• [What is required]:
Please return, word for word, the line containing "Each instance of the shallow" and each line after it through the end of the data below, and nothing else.

(Records contained in a dataset)
============================================================

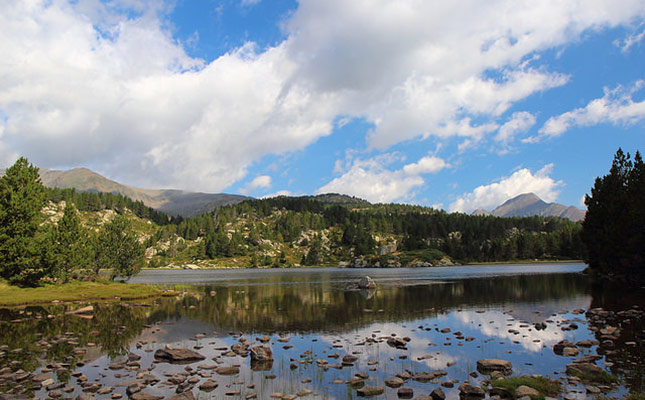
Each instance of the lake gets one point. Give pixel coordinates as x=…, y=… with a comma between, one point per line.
x=445, y=319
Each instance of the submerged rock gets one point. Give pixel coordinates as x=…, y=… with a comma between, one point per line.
x=488, y=365
x=366, y=283
x=179, y=356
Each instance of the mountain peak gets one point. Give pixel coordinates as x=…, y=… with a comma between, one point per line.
x=528, y=204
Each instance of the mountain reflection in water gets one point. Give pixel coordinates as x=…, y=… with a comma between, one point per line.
x=315, y=313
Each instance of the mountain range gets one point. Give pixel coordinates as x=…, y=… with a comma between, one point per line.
x=189, y=204
x=528, y=204
x=170, y=201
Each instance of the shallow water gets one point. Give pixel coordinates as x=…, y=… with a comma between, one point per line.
x=453, y=317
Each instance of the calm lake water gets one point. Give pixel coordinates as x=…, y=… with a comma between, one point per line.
x=452, y=317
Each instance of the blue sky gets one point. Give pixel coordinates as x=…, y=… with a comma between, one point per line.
x=457, y=105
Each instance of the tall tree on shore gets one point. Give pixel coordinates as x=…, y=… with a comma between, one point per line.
x=614, y=226
x=22, y=196
x=118, y=250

============================================================

• [Result]:
Each instance of the shallow water gets one point. Give pixel coordinates as x=…, y=… with a comma between, one point per line.
x=453, y=317
Each instance of the calm lake water gets one point. Give pixel coordinates as x=…, y=… with a comma between, one point per line.
x=452, y=317
Each instance of the blue sky gets one point. Give pixel coordinates as x=…, y=… with a comma between, one point per line.
x=457, y=105
Each instance of the tall tree on shore gets one point. Give pixel coordinates as x=…, y=… with a comma between, one point per line.
x=614, y=226
x=22, y=196
x=118, y=250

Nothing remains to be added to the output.